• Questions on the material
(A) Reproduce, word for word, the stretch from "READ MORE: 'Hundreds" through "from neighbouring Bangladesh." in the article on the Malaysian aid ship.
(B) In the article on the Malaysian aid ship, at which port did the vessel dock?
(C) Write the next part of the article on the Malaysian aid ship to the Rohingya, continuing from its final sentence.
━━ Given text ━━
A Malaysian ship carrying 2,300 tonnes of aid for tens of thousands of persecuted Rohingya Muslims arrived in Yangon where it was met by Buddhist protesters.

Health workers and activists crowded onto the deck of the Nautical Aliya as it docked at Thilawa port near Myanmar's commercial capital on Thursday carrying food, medical aid, and clothing.

Organisers of the aid shipment said they trust the Myanmar government to deliver the supplies as promised despite its record of discrimination.

"We have to respect Myanmar's sovereignty," said Razali Ramli, from the 1Putera Club Malaysia, which helped organise the shipment along with a coalition of non-government organisations. "We hand over the aid in good faith."

Myanmar's social welfare minister was among a delegation meeting the ship, which has been at the centre of a rare diplomatic spat with fellow ASEAN member Malaysia.

Outside the docking area, dozens of Buddhist monks and demonstrators waited waving national flags and signs reading: "No Rohingya".

READ MORE: 'Hundreds of Rohingyas' killed in Myanmar crackdown

"We want to let them know that we have no Rohingya here," a Buddhist monk named Thuseitta, from the Yangon chapter of the Patriotic Myanmar Monks Union, told AFP news agency.

Myanmar denies citizenship to the million-strong Rohingya, despite many of them living on its soil for generations.

Buddhist nationalist groups are especially strong in their vitriol, rejecting Rohingya as illegal immigrants from neighbouring Bangladesh.

Malaysia sends aid to Rohingya Muslims

Hundreds of Rohingya have reportedly been killed in a brutal campaign launched by security forces in October, which the United Nations says may amount to ethnic cleansing.
━━━
━━ Extracted entries ━━
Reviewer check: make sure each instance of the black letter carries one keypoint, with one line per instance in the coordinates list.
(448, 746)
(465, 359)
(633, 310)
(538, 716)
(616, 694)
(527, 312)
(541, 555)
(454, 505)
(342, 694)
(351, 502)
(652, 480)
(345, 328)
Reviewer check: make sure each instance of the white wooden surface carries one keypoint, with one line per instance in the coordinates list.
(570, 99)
━━━
━━ Extracted entries ━━
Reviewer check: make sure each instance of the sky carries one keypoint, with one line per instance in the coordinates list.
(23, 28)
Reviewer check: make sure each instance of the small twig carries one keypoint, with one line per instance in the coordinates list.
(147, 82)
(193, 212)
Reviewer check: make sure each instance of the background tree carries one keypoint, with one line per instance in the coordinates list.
━━━
• Replies
(A)
READ MORE: 'Hundreds of Rohingyas' killed in Myanmar crackdown

"We want to let them know that we have no Rohingya here," a Buddhist monk named Thuseitta, from the Yangon chapter of the Patriotic Myanmar Monks Union, told AFP news agency.

Myanmar denies citizenship to the million-strong Rohingya, despite many of them living on its soil for generations.

Buddhist nationalist groups are especially strong in their vitriol, rejecting Rohingya as illegal immigrants from neighbouring Bangladesh.

(B) Thilawa port, near Yangon.

(C)
The violence started after a series of attacks by armed men on border posts killed nine policemen. 

Tens of thousands of Rohingya have fled to neighbouring Bangladesh, bringing harrowing tales of murder and sexual assault.

"We've documented atrocities, serious crimes that have been committed by Myanmar's security forces," Matthew Smith, executive director of the group Fortify Rights, told Al Jazeera.

"We're documenting killings, we're documenting mass rape … throats being slit, bodies being thrown into fires, villages burned to the ground." 

Myanmar's treatment of the Rohingya has sparked criticism from Muslim-majority Malaysia in a rare spat between the Southeast Asian neighbours.

Myanmar initially refused to allow the aid ship into its waters and has barred it from sailing to Rakhine's state capital, Sittwe.

People protest as an aid ship carrying emergency supplies for Rohingya Muslims arrives at the port in Yangon [Soe Zeya Tun/Reuters]

READ MORE: UN - Rohingya may be victims of crimes against humanity

Al Jazeera's Yaara Bou Melhem, reporting from Yangon, said the aid will be unloaded and distributed by the government from there.

"What we know is that a plane from here in Yangon will take the aid to Sittwe, which is nearest to the conflict zone ... to distribute the aid among both Rohingya and Buddists," she said.

"There's no clear indication the aid will reach the Rohingya, because the area has been in lockdown since the renewed fighting began in October."

The delivery comes days after a blistering report from the UN accused Myanmar's security forces of carrying out a campaign of rape, torture, and mass killings against the Rohingya.

Based on interviews with hundreds of escapees in Bangladesh, investigators said the military's "calculated policy of terror" was likely to have amounted to ethnic cleansing.

For months, Myanmar has dismissed similar testimonies gathered by foreign media and rights groups as "fake news" and curtailed access to the region.